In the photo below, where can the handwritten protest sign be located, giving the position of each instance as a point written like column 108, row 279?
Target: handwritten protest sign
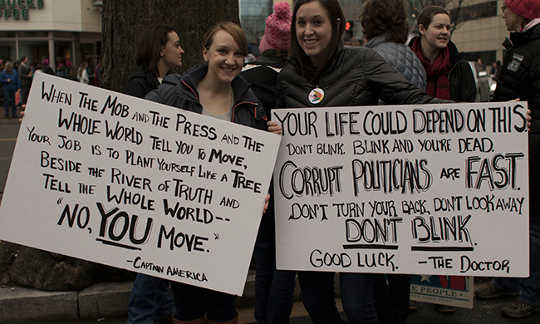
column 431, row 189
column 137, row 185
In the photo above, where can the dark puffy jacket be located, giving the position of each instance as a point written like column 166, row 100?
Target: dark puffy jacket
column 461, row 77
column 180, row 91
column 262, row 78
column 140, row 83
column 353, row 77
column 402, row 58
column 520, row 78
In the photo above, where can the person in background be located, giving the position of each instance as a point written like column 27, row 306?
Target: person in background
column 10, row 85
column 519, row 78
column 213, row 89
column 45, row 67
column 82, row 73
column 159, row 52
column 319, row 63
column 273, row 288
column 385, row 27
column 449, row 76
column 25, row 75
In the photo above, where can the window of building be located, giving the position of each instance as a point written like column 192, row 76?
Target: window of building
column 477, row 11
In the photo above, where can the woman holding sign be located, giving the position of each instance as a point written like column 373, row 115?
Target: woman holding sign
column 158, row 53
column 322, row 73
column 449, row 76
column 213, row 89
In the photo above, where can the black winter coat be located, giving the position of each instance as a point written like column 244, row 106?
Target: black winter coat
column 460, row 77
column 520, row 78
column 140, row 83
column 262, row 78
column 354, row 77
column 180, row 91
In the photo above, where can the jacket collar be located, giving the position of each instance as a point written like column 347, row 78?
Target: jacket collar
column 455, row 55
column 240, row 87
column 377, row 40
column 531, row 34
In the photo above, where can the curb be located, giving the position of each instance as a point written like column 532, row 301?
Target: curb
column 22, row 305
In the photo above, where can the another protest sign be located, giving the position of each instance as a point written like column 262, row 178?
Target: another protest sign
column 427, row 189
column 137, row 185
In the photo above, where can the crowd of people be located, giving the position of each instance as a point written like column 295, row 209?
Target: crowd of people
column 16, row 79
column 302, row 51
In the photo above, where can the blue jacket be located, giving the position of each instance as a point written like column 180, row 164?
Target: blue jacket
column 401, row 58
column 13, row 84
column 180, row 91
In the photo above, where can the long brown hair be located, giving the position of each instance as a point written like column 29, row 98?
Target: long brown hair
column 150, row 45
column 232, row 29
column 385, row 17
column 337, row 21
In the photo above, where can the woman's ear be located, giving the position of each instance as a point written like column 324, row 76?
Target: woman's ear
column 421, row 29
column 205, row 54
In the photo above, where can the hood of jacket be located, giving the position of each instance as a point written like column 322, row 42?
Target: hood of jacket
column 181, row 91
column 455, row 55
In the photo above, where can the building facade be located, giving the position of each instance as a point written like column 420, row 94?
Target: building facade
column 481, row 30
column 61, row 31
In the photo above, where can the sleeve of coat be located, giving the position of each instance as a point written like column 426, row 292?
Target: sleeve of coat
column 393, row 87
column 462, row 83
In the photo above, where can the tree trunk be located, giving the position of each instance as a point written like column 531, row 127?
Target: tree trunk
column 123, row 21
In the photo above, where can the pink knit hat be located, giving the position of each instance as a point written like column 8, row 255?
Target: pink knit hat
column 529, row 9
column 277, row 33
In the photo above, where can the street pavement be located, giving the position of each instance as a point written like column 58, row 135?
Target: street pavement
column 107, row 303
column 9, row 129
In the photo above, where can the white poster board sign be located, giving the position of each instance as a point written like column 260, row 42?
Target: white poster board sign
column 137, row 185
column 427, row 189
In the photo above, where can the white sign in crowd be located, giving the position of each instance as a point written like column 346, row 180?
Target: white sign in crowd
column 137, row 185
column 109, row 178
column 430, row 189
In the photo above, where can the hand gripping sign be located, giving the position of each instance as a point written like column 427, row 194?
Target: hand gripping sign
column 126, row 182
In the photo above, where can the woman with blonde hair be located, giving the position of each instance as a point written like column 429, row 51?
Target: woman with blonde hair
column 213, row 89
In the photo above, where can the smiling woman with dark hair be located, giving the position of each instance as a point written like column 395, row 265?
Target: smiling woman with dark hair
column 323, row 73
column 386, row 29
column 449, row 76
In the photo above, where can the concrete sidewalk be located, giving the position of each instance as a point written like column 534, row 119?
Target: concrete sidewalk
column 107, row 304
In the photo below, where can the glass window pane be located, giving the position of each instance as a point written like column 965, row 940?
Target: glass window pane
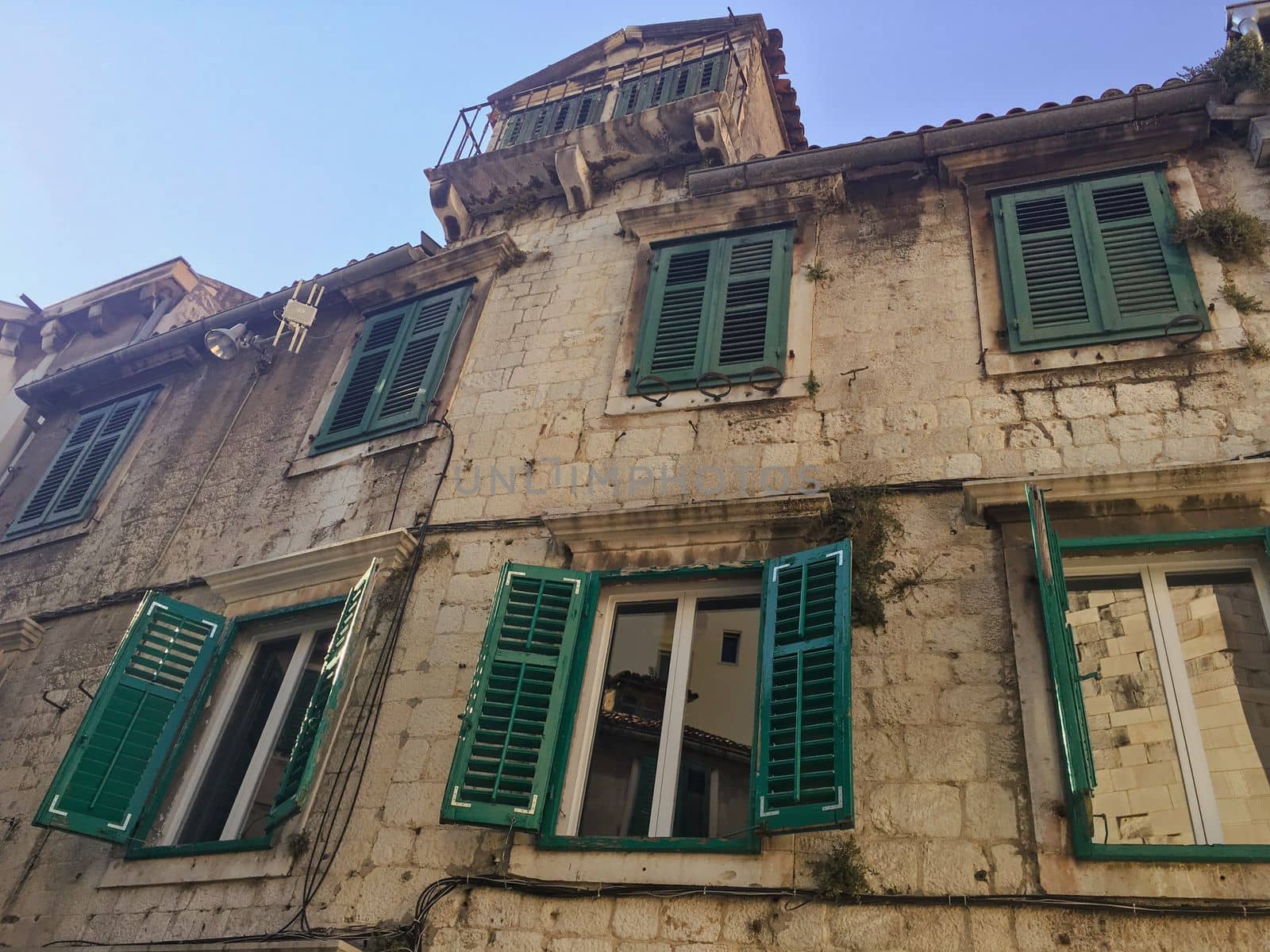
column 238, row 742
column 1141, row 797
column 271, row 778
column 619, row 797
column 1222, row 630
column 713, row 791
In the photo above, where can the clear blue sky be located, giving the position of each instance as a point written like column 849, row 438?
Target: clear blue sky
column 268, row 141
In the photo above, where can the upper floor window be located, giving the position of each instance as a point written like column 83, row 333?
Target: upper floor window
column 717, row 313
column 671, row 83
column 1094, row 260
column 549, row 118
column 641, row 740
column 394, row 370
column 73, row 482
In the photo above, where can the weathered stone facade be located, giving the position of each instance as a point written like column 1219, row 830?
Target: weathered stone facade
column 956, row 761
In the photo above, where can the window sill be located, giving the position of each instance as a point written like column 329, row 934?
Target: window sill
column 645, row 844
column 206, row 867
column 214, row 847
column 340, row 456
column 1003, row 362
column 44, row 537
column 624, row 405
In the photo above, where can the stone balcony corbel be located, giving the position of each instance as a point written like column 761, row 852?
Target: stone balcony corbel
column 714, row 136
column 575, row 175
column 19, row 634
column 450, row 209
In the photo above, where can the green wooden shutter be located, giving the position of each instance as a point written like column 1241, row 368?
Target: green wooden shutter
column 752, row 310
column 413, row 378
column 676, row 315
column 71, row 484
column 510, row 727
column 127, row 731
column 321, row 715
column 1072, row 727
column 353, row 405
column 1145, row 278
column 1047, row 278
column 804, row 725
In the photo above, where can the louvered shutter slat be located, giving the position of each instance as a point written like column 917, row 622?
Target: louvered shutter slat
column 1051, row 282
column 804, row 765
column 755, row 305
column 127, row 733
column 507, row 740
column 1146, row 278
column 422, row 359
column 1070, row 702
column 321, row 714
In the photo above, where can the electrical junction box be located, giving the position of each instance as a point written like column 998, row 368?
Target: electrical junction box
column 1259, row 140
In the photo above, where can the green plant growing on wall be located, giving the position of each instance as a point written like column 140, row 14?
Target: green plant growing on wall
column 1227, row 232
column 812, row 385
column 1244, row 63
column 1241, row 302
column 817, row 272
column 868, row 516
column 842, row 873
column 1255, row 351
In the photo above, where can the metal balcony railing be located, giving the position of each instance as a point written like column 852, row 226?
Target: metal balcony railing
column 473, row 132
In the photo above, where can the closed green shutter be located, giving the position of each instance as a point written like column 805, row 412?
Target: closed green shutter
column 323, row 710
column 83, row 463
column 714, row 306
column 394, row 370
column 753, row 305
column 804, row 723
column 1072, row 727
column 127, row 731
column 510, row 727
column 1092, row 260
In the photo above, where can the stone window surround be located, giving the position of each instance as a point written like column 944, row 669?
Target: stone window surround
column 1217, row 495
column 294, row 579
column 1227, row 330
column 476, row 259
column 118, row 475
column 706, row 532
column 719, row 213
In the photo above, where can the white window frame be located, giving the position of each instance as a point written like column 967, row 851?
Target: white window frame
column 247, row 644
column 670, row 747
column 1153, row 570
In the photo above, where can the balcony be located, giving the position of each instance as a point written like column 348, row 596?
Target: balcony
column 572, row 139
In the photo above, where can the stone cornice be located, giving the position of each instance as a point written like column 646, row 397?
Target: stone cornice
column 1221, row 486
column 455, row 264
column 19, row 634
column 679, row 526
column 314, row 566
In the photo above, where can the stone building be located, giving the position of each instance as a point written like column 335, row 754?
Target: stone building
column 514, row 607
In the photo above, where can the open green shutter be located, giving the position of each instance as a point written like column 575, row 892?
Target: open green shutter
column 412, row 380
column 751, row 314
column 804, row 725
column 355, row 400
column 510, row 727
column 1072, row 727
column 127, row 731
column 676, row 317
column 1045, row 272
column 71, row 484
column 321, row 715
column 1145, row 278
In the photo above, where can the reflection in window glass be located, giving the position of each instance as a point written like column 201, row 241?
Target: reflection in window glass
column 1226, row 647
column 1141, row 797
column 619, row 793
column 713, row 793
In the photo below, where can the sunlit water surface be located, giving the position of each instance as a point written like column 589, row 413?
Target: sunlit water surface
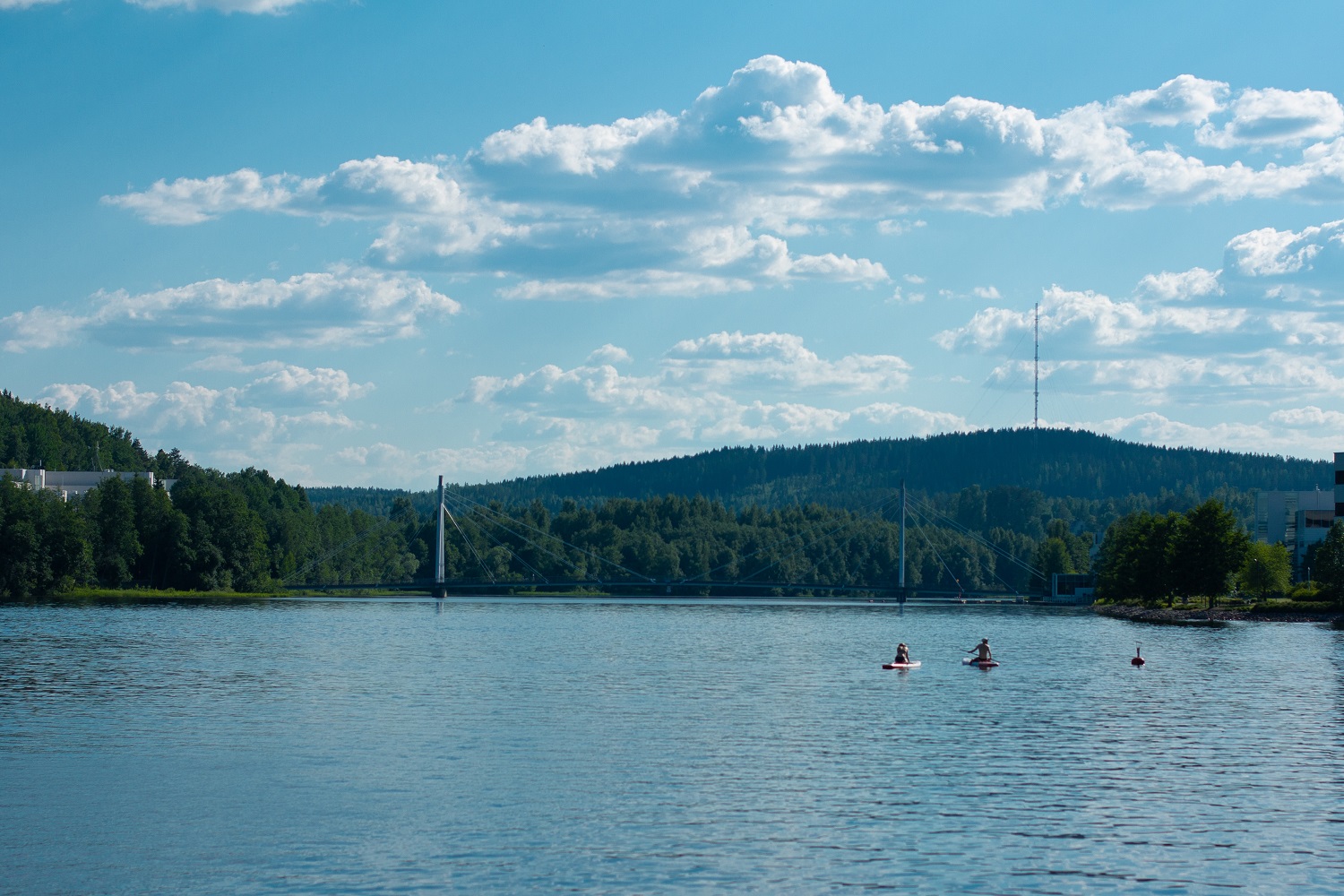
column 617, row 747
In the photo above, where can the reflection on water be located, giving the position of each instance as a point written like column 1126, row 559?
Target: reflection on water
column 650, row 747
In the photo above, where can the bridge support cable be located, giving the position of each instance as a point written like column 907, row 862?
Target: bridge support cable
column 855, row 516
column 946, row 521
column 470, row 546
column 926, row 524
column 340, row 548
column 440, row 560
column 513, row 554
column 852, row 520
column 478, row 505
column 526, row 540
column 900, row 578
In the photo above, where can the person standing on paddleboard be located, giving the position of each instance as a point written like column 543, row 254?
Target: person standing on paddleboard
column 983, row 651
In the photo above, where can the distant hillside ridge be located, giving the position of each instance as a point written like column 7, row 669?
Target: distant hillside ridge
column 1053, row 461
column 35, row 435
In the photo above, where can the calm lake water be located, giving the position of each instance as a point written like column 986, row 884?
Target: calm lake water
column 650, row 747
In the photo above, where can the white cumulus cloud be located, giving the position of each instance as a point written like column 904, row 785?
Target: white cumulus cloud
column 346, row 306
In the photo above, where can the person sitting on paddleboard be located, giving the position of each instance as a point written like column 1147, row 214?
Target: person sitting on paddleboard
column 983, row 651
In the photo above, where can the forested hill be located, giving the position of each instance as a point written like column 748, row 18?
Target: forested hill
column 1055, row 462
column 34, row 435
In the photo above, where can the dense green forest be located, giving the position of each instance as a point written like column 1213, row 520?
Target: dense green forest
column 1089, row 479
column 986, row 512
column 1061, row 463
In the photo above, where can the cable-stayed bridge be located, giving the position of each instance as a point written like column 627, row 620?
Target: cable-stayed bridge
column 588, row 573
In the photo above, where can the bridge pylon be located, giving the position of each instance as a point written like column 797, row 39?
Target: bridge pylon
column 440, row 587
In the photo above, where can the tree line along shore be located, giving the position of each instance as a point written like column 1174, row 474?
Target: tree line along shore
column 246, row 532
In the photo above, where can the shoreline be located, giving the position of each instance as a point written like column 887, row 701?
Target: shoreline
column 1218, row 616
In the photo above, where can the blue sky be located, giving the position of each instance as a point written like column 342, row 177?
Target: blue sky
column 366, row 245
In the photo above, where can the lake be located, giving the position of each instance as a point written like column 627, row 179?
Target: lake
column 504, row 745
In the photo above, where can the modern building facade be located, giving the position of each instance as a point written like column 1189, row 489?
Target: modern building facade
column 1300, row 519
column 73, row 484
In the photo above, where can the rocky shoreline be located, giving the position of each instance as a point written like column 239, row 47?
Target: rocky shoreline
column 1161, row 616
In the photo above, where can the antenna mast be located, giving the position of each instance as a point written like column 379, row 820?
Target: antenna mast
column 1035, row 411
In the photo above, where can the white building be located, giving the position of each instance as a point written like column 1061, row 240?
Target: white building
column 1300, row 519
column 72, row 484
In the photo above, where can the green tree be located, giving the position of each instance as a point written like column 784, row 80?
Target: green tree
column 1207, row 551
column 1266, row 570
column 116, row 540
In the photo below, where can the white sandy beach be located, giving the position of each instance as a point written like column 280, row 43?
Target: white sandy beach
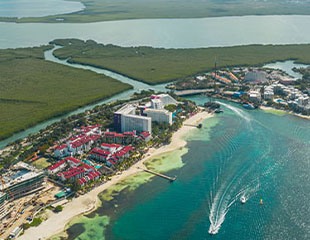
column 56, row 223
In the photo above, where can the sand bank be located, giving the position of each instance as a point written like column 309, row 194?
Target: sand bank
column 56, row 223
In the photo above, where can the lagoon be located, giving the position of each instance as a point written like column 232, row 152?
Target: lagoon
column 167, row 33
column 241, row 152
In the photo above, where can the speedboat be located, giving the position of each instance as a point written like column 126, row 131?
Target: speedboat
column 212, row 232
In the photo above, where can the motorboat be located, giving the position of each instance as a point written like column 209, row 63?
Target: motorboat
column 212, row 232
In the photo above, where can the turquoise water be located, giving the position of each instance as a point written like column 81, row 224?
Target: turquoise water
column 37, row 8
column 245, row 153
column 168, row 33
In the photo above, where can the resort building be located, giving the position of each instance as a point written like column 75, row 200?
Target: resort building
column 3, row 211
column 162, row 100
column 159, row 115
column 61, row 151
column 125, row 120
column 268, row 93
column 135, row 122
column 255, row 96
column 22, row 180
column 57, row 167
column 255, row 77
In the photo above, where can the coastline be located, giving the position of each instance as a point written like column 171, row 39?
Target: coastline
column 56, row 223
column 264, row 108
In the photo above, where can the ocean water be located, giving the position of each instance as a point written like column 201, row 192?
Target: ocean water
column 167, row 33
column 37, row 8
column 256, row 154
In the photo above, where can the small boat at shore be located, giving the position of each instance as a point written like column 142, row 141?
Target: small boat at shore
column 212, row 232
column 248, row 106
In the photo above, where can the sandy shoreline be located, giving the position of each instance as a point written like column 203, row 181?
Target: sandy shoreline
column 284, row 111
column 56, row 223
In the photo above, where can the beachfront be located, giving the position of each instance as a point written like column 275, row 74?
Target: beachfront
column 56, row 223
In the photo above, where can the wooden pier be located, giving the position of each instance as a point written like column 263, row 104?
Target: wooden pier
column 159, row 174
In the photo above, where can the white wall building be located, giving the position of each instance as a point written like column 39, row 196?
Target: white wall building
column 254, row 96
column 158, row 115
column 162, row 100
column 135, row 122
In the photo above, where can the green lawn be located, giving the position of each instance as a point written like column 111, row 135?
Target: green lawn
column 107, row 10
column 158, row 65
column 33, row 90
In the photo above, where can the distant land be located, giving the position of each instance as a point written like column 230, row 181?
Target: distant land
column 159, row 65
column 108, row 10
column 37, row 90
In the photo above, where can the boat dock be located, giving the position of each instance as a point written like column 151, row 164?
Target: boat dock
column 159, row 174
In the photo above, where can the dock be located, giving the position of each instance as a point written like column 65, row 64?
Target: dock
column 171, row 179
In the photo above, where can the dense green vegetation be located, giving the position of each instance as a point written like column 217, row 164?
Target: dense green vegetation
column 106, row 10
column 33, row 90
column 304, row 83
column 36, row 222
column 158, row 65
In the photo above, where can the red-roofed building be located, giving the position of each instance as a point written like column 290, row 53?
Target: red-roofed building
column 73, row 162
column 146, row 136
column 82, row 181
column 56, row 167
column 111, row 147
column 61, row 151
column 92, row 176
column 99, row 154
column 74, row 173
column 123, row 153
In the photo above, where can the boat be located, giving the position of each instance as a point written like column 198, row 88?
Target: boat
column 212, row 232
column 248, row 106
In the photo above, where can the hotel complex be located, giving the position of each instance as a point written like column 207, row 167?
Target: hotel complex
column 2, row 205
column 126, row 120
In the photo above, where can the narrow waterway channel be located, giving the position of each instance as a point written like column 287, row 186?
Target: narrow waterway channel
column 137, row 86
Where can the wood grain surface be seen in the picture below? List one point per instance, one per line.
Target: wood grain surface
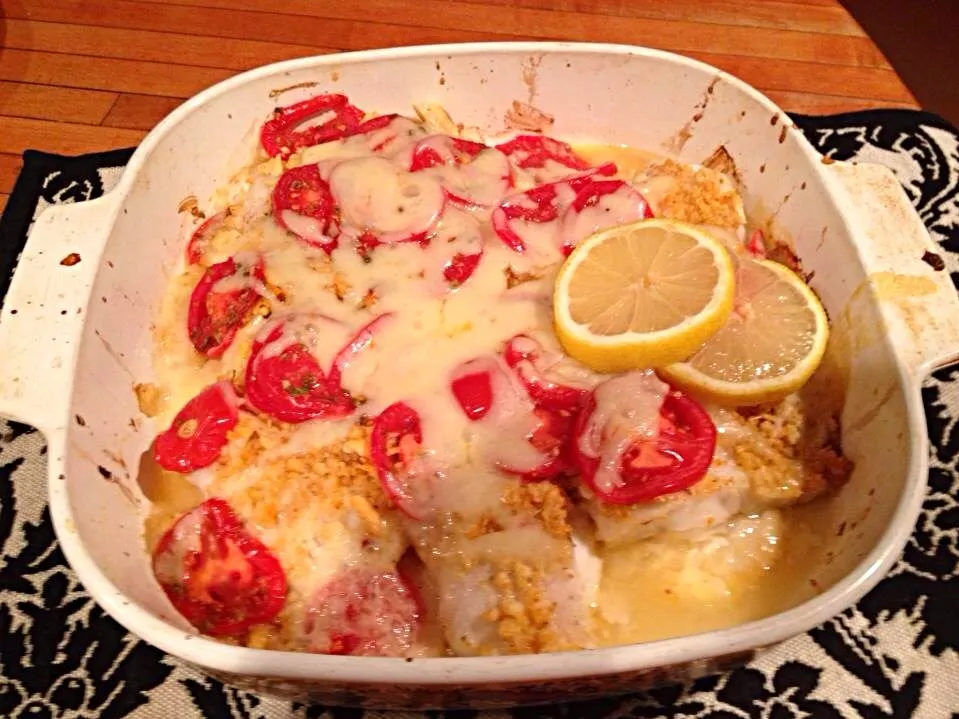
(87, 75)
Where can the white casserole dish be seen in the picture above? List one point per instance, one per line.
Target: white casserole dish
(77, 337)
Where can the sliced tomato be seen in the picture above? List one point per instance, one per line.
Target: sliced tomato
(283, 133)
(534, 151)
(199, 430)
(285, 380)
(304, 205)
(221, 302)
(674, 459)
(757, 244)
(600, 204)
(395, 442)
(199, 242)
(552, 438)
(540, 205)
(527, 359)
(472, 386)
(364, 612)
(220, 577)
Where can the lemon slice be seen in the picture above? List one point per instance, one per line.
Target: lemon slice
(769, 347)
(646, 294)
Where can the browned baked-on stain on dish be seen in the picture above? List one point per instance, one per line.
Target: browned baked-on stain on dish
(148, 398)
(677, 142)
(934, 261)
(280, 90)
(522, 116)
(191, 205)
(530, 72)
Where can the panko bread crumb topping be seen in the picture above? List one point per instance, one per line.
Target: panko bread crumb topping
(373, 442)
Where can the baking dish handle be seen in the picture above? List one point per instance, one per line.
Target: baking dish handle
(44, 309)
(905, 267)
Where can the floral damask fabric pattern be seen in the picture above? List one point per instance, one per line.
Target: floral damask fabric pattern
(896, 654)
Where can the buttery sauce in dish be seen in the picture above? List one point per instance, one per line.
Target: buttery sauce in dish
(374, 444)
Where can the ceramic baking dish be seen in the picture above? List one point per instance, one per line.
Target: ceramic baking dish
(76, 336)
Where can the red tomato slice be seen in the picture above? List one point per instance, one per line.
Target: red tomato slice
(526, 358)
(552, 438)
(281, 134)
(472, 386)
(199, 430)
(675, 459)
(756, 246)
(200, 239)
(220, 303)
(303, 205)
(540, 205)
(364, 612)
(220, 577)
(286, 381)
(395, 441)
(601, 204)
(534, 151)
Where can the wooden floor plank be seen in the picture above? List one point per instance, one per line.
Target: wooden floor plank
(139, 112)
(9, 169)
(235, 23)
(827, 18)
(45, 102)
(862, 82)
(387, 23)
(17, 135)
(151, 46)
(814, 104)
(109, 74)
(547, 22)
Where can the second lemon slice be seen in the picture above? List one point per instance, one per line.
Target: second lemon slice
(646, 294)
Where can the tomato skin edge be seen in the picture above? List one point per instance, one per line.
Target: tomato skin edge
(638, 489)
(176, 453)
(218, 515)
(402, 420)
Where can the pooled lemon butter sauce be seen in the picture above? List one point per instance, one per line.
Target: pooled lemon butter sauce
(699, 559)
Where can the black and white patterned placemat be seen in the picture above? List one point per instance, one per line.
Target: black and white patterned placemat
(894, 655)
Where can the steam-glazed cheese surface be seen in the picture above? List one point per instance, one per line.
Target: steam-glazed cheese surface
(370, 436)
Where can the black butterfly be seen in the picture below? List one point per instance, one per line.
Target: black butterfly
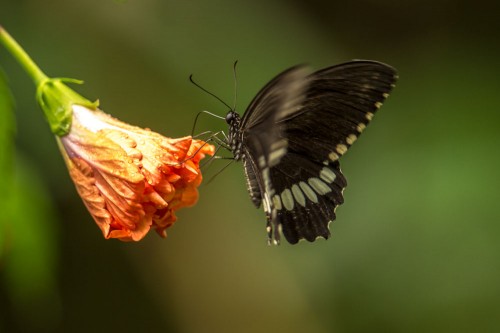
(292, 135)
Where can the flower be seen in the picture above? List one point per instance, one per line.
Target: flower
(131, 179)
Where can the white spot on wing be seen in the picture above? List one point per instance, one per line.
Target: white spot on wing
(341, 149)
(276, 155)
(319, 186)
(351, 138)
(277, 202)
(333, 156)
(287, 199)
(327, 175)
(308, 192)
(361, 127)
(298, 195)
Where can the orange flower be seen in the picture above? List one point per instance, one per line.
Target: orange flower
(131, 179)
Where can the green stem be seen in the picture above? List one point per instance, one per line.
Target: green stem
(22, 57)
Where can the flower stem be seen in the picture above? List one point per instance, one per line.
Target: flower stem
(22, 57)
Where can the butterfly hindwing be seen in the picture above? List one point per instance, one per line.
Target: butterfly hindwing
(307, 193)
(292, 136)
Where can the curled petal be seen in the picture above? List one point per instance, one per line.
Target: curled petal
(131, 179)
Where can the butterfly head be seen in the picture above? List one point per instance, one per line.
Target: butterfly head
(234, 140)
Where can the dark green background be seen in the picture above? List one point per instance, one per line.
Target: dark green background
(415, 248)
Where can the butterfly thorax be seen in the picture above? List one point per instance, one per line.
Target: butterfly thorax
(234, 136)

□ □ □ □ □ □ □

What you are asked to do: Copy the material word for word, starting at its very first line and ending at the line that contains "column 477, row 11", including that line. Leave the pictures out.

Answer to this task:
In the photo below, where can the handwritten protest sign be located, giving the position of each instance as a point written like column 108, row 279?
Target: handwritten protest sign
column 431, row 189
column 137, row 185
In the photo above, where can the dark puffy jacket be located, giving the position of each instance as a point written like column 166, row 100?
Target: dark puffy jacket
column 461, row 77
column 180, row 91
column 262, row 78
column 140, row 83
column 353, row 77
column 402, row 58
column 520, row 78
In the photo above, where can the person in background be located, giving the position of each instance as a point written like column 27, row 306?
Target: person in background
column 10, row 85
column 519, row 78
column 213, row 89
column 45, row 67
column 82, row 73
column 159, row 52
column 319, row 63
column 273, row 288
column 385, row 27
column 449, row 76
column 25, row 75
In the photo above, where can the window of building be located, giving the position of each instance as a point written like column 192, row 76?
Target: window of building
column 477, row 11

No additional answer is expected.